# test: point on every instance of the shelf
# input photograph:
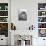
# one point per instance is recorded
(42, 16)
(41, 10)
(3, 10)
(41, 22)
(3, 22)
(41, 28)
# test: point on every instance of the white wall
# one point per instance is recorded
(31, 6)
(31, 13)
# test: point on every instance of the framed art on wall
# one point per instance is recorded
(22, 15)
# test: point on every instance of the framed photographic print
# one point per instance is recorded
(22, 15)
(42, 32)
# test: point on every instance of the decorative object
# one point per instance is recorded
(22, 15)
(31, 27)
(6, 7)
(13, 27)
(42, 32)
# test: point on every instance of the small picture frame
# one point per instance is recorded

+++++

What needs to be done: Where a picture appears, skip it; repeat everything else in the data exactly.

Solution for this problem:
# test: point on every instance of the shelf
# input photograph:
# one point per instance is recorded
(42, 16)
(41, 10)
(3, 10)
(41, 22)
(3, 22)
(41, 28)
# test: point on every instance of the white wall
# one point per instance is recorded
(31, 6)
(31, 13)
# test: point on every instance of the framed art on wall
# one point per instance is recorded
(22, 15)
# test: point on every instance of the framed photographic print
# one point per instance is recorded
(22, 15)
(42, 32)
# test: point on every instance of the decorative object
# one point per instance is recorded
(22, 15)
(31, 27)
(6, 7)
(13, 27)
(42, 32)
# test: point on every instance of the small picture frame
# one point per instance is recorded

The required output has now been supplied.